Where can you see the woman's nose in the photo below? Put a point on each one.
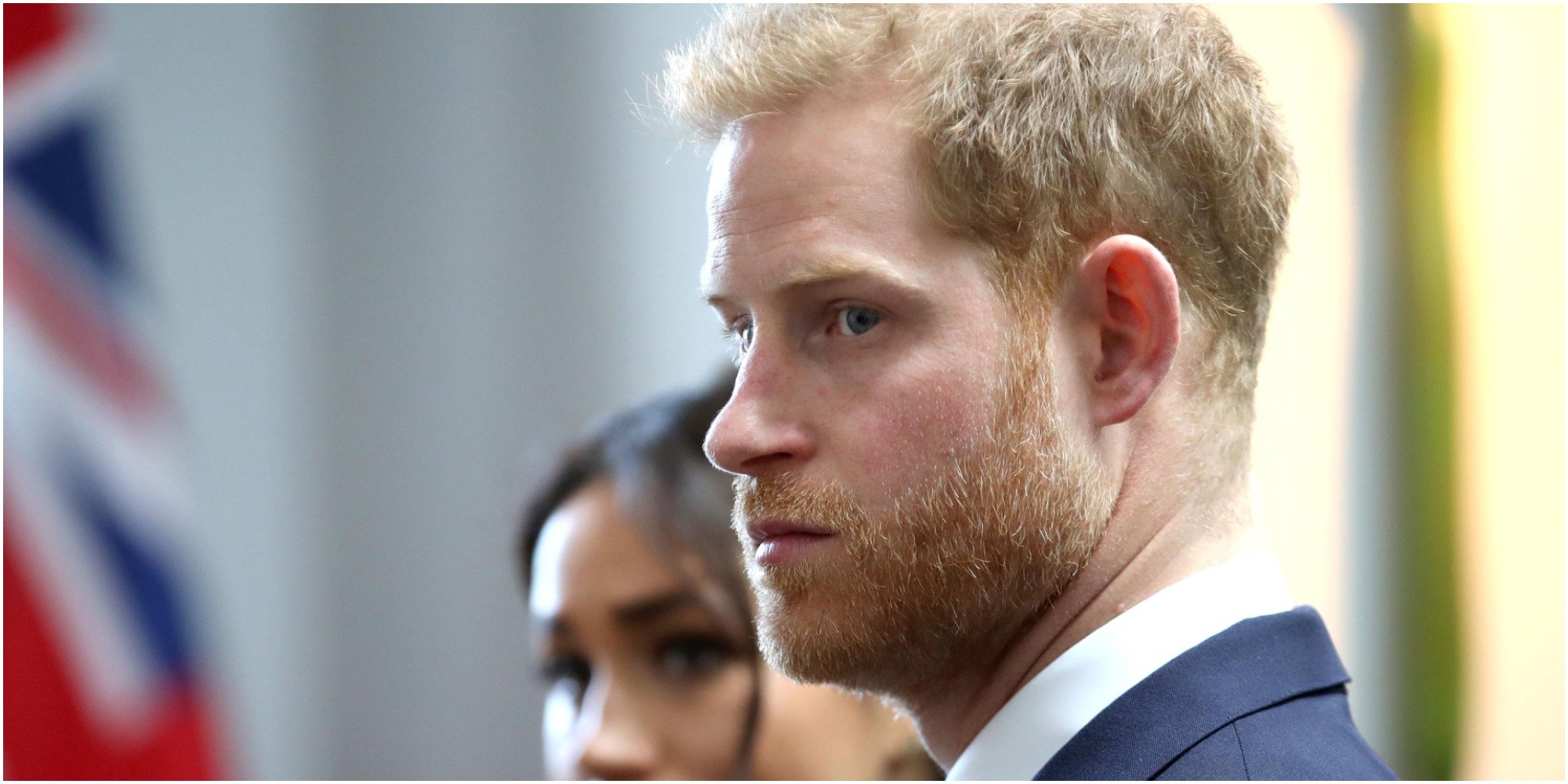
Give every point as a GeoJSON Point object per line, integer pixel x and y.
{"type": "Point", "coordinates": [620, 744]}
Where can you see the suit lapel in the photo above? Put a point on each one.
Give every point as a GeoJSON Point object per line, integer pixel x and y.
{"type": "Point", "coordinates": [1249, 667]}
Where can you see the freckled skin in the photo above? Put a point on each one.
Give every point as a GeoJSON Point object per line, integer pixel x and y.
{"type": "Point", "coordinates": [789, 191]}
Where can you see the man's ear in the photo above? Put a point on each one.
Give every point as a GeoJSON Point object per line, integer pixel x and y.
{"type": "Point", "coordinates": [1128, 313]}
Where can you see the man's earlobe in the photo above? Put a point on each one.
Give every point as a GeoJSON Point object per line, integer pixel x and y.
{"type": "Point", "coordinates": [1128, 292]}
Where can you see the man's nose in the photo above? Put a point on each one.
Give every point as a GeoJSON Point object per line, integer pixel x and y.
{"type": "Point", "coordinates": [760, 430]}
{"type": "Point", "coordinates": [622, 744]}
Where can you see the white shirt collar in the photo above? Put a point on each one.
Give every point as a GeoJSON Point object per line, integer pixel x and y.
{"type": "Point", "coordinates": [1072, 691]}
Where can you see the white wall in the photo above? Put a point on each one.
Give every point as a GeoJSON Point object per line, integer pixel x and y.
{"type": "Point", "coordinates": [404, 255]}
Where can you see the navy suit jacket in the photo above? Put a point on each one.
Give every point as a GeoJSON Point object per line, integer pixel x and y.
{"type": "Point", "coordinates": [1261, 700]}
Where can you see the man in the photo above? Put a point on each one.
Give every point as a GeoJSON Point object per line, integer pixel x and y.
{"type": "Point", "coordinates": [998, 281]}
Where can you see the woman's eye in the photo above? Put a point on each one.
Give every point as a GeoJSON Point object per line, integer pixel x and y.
{"type": "Point", "coordinates": [858, 321]}
{"type": "Point", "coordinates": [684, 658]}
{"type": "Point", "coordinates": [567, 672]}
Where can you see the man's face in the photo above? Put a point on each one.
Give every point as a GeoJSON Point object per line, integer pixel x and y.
{"type": "Point", "coordinates": [906, 493]}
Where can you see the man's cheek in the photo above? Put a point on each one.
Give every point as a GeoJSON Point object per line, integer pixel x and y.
{"type": "Point", "coordinates": [910, 432]}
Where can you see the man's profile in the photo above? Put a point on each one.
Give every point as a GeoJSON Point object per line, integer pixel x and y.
{"type": "Point", "coordinates": [998, 281]}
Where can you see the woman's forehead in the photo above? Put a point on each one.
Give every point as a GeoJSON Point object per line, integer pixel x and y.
{"type": "Point", "coordinates": [592, 557]}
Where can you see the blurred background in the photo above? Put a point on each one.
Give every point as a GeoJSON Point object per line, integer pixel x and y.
{"type": "Point", "coordinates": [299, 299]}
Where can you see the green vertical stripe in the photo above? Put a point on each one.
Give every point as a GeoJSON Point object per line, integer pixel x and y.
{"type": "Point", "coordinates": [1431, 662]}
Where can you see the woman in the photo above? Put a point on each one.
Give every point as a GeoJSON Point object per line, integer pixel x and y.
{"type": "Point", "coordinates": [645, 625]}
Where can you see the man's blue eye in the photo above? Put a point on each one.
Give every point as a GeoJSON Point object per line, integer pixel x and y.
{"type": "Point", "coordinates": [858, 321]}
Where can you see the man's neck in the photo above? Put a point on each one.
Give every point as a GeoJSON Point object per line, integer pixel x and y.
{"type": "Point", "coordinates": [1144, 551]}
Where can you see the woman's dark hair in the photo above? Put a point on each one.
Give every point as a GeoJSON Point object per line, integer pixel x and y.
{"type": "Point", "coordinates": [678, 499]}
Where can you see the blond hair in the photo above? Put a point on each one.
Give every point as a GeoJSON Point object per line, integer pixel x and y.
{"type": "Point", "coordinates": [1047, 129]}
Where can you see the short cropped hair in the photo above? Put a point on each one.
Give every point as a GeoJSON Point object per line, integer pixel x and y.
{"type": "Point", "coordinates": [1047, 129]}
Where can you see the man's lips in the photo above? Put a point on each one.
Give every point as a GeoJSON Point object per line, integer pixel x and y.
{"type": "Point", "coordinates": [783, 542]}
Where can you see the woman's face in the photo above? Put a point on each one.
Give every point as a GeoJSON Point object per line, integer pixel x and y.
{"type": "Point", "coordinates": [648, 681]}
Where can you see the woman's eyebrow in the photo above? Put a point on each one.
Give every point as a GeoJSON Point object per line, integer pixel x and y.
{"type": "Point", "coordinates": [647, 611]}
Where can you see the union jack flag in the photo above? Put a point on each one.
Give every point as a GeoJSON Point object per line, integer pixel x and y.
{"type": "Point", "coordinates": [101, 669]}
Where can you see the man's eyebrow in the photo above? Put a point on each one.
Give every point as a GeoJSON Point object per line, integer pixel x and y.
{"type": "Point", "coordinates": [830, 270]}
{"type": "Point", "coordinates": [647, 611]}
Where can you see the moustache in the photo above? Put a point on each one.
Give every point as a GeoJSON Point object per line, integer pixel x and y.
{"type": "Point", "coordinates": [830, 509]}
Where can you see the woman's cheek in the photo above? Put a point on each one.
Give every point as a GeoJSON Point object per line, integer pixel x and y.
{"type": "Point", "coordinates": [561, 747]}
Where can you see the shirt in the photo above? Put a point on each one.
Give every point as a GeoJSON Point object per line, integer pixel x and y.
{"type": "Point", "coordinates": [1087, 678]}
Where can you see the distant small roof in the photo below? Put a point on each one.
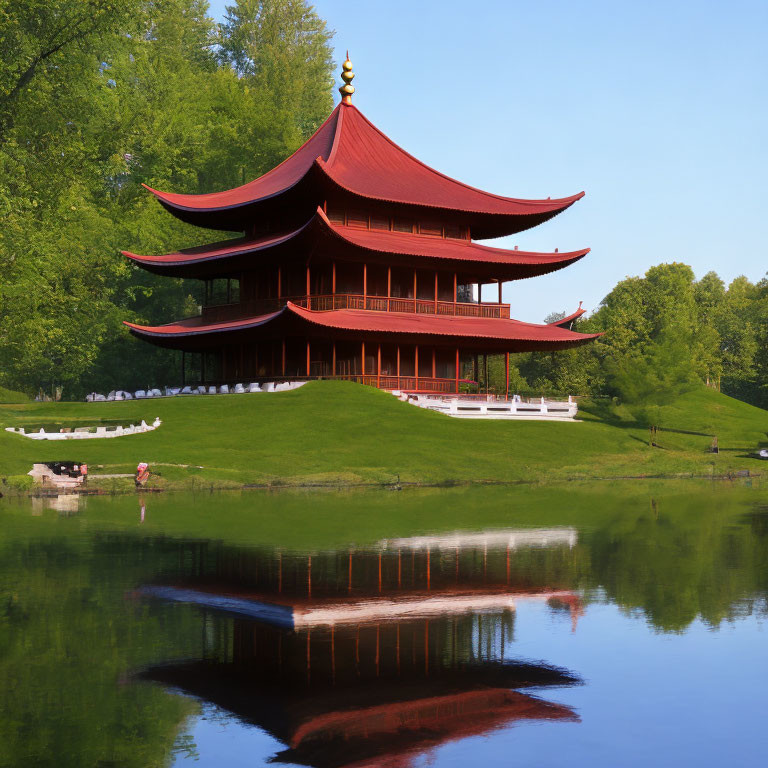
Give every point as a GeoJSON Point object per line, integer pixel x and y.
{"type": "Point", "coordinates": [348, 154]}
{"type": "Point", "coordinates": [467, 257]}
{"type": "Point", "coordinates": [495, 332]}
{"type": "Point", "coordinates": [567, 321]}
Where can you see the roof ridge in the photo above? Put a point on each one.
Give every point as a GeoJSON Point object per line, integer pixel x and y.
{"type": "Point", "coordinates": [445, 176]}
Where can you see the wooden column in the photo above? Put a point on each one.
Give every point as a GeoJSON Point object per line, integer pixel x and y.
{"type": "Point", "coordinates": [457, 369]}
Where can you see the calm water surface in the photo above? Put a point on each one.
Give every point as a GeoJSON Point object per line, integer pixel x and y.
{"type": "Point", "coordinates": [588, 625]}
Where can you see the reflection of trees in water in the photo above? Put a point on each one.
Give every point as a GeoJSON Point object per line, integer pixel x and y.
{"type": "Point", "coordinates": [68, 637]}
{"type": "Point", "coordinates": [682, 562]}
{"type": "Point", "coordinates": [68, 641]}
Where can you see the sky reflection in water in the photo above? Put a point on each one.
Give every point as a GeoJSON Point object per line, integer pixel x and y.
{"type": "Point", "coordinates": [611, 626]}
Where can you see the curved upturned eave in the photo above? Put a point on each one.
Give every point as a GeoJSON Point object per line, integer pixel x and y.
{"type": "Point", "coordinates": [489, 216]}
{"type": "Point", "coordinates": [501, 263]}
{"type": "Point", "coordinates": [568, 319]}
{"type": "Point", "coordinates": [497, 331]}
{"type": "Point", "coordinates": [294, 168]}
{"type": "Point", "coordinates": [187, 262]}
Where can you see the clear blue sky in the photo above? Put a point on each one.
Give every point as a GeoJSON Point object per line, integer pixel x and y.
{"type": "Point", "coordinates": [658, 110]}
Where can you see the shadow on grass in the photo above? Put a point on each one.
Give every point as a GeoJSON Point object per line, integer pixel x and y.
{"type": "Point", "coordinates": [604, 411]}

* * *

Stated goal: Write the records out again in full, exactly, and skip every picture.

Solution to the exercise:
Where can you see the woman's nose in the photo below? Put a point on each one.
Give every point as a GeoJSON Point object per line, integer pixel x and y.
{"type": "Point", "coordinates": [620, 744]}
Where can you see the suit lapel in the photo above? Put a point on each one.
Give every point as a GeoJSON Point object per line, integer pixel x and y.
{"type": "Point", "coordinates": [1249, 667]}
Where can you see the freckled skin in the photo above? Put a point on each one.
Give every point as a GeoJSON Point object per line, integer pixel x and y.
{"type": "Point", "coordinates": [789, 191]}
Where can you see the man's ear in the photo above? Put a point on each one.
Give every point as a GeoJSON Point object per line, integer pixel x and y.
{"type": "Point", "coordinates": [1128, 313]}
Where can you see the man's earlobe in the photo above? Put a point on each one.
Give every point as a GeoJSON Point object per line, integer pixel x and y.
{"type": "Point", "coordinates": [1128, 292]}
Where can you see the man's nose in the photo above? Put a point on each one.
Give every point as a GeoJSON Point object per line, integer pixel x and y.
{"type": "Point", "coordinates": [760, 430]}
{"type": "Point", "coordinates": [622, 744]}
Where can you see the white shirt collar in the photo above? Put a point on each one.
Give every point as a GeoJSON Point object per line, integer pixel x and y.
{"type": "Point", "coordinates": [1072, 691]}
Where can you see the white wall in the photo above? Put a point on each one.
Give every point as a GeoJSON Point object per line, integer pixel x and y.
{"type": "Point", "coordinates": [404, 255]}
Where can you see the navy suit jacket in the photo above? Put a point on each one.
Give every point as a GeoJSON Point object per line, integer pixel x and y.
{"type": "Point", "coordinates": [1261, 700]}
Where can you see the man in the photo above? Put a point on each one.
Give every point as a GeoJSON Point object per line, integer pixel x and y.
{"type": "Point", "coordinates": [998, 281]}
Where can you see the woman's eye in the photo above? Put a point on each one.
Give every point as a GeoJSON Point object per line, integer pixel x and y.
{"type": "Point", "coordinates": [858, 321]}
{"type": "Point", "coordinates": [684, 658]}
{"type": "Point", "coordinates": [567, 672]}
Where can you see the man's face in the photo above? Put a point on each one.
Give every point as a GeoJSON Point object per line, integer pixel x and y.
{"type": "Point", "coordinates": [906, 493]}
Where can you see the man's cheek in the photo above? Put a point on each one.
Give every point as a GeoJSON Point object per line, integer pixel x and y.
{"type": "Point", "coordinates": [910, 432]}
Where can you see the man's profile in the photo above? Put a point on each one.
Give every point as a GeoJSON Point object per line, integer pixel x and y.
{"type": "Point", "coordinates": [998, 281]}
Where can you see the woman's forehead in the photo above? Put a point on each one.
Give every point as a GeoJSON Point object per line, integer pixel x and y.
{"type": "Point", "coordinates": [592, 557]}
Where can you see the blurred background in the photo above? Put a point on each one.
Give every point as a GeoJSON Point object per line, integer pixel x and y.
{"type": "Point", "coordinates": [299, 299]}
Where can you see the green vertical stripe in the photo above? Put a point on each one.
Give every point as a GeoJSON Point object per line, integer pixel x and y.
{"type": "Point", "coordinates": [1431, 662]}
Where can you see the woman in the photo above? Put a point on each one.
Give every point as a GeoJSON Point object per line, integer pixel x and y.
{"type": "Point", "coordinates": [645, 625]}
Where can you see the man's blue eye in the photo above? Put a point on each one.
Give every point as a GeoJSON Point object per line, integer pixel x and y.
{"type": "Point", "coordinates": [858, 321]}
Where can you see the man's neck in the photo above? Put a point on each one.
Give every point as a GeoJSON Point object per line, integer pixel x and y.
{"type": "Point", "coordinates": [1144, 551]}
Where can you see the woman's dark hair in the photo above? Put a point on each one.
Give every point as a GeoJSON Point object per line, integer pixel x and y.
{"type": "Point", "coordinates": [678, 499]}
Where can you see the blond hair in the photo above? Put a point on each one.
Give every point as a GeoJSON Point object per line, integer pixel x and y.
{"type": "Point", "coordinates": [1047, 129]}
Where can you see the short cropped hair in the photo above? Put a point on each one.
Give every point as a GeoJSON Point object per line, integer pixel x and y.
{"type": "Point", "coordinates": [1047, 129]}
Where can you see the man's lips in the photo above? Put a point on each one.
Give every point as a GeoJSON Point object per line, integer pixel x and y.
{"type": "Point", "coordinates": [783, 542]}
Where can you see the woman's face in the photo above? Put a point on each one.
Give every point as a GeoJSON Point object per line, integer pixel x and y.
{"type": "Point", "coordinates": [648, 681]}
Where can you see the woman's eyebrow in the photo above? Put a point on each one.
Give every point as a GeoJSON Point object per line, integer pixel x and y.
{"type": "Point", "coordinates": [647, 611]}
Where can you see the union jack flag in the photo above? Put a point on each one.
Give every point as a GeoJSON Point object per line, integer pixel x and y.
{"type": "Point", "coordinates": [101, 669]}
Where can you see the man's eyebrow in the photo above? Put a point on each one.
Give every point as a GeoJSON Point object per line, integer pixel x and y.
{"type": "Point", "coordinates": [830, 270]}
{"type": "Point", "coordinates": [647, 611]}
Where can you see the moustache in the photo above? Put a point on each one.
Give every point as a GeoJSON Point object per line, integer pixel x and y.
{"type": "Point", "coordinates": [830, 509]}
Where can you see the woman's cheek in the photo above? Put a point on each one.
Give every point as a GeoJSON Point object per line, integer pixel x and y.
{"type": "Point", "coordinates": [561, 747]}
Where can you see the shirt in the photo above? Put a point on each one.
Give every point as a GeoJSON Point object per line, integer pixel x and y.
{"type": "Point", "coordinates": [1087, 678]}
Where can you see the distant small roof in the photo below? Put a point on each one.
Give every point as a GeoJSON Point object per line, integer pixel x and y.
{"type": "Point", "coordinates": [348, 154]}
{"type": "Point", "coordinates": [467, 257]}
{"type": "Point", "coordinates": [495, 332]}
{"type": "Point", "coordinates": [567, 321]}
Where can you see the roof ridge in the photo above? Put a point on each one.
Give every point as a GeoJSON Point object per line, integer pixel x and y.
{"type": "Point", "coordinates": [445, 176]}
Where can you see the wooden column in the photo above? Put a point on each one.
Give every point as a GeoJSON Point object per line, integer pixel x and y.
{"type": "Point", "coordinates": [457, 369]}
Where can you see the calm water surface in the photo above? Put a point on each one.
Give every point as a GeoJSON Point object per line, integer pixel x and y.
{"type": "Point", "coordinates": [588, 625]}
Where can you see the reflection of trees in water in the photo above? Put a point on each one.
Give every point as a GeoJSON Point object per line, integer pixel x and y.
{"type": "Point", "coordinates": [68, 637]}
{"type": "Point", "coordinates": [682, 562]}
{"type": "Point", "coordinates": [68, 641]}
Where can you see the sky reflection in water in the photo above? Put a point on each one.
Give every point as a GeoJSON Point object per line, integer pixel x and y.
{"type": "Point", "coordinates": [611, 626]}
Where can you see the curved upturned eave in the photo above? Put a point on each one.
Give every point as a GeoJSON Point object per line, integer pixel x and y.
{"type": "Point", "coordinates": [489, 216]}
{"type": "Point", "coordinates": [501, 263]}
{"type": "Point", "coordinates": [568, 319]}
{"type": "Point", "coordinates": [497, 331]}
{"type": "Point", "coordinates": [294, 168]}
{"type": "Point", "coordinates": [187, 262]}
Where can you see the clear blue sky in the photo above? Put a point on each one.
Give every point as a GeoJSON Point object per line, integer pixel x and y.
{"type": "Point", "coordinates": [658, 110]}
Where can you see the shadow on grass in the photo above? Put a point on each one.
Give every point as a GeoJSON Point object per line, integer pixel x and y.
{"type": "Point", "coordinates": [604, 411]}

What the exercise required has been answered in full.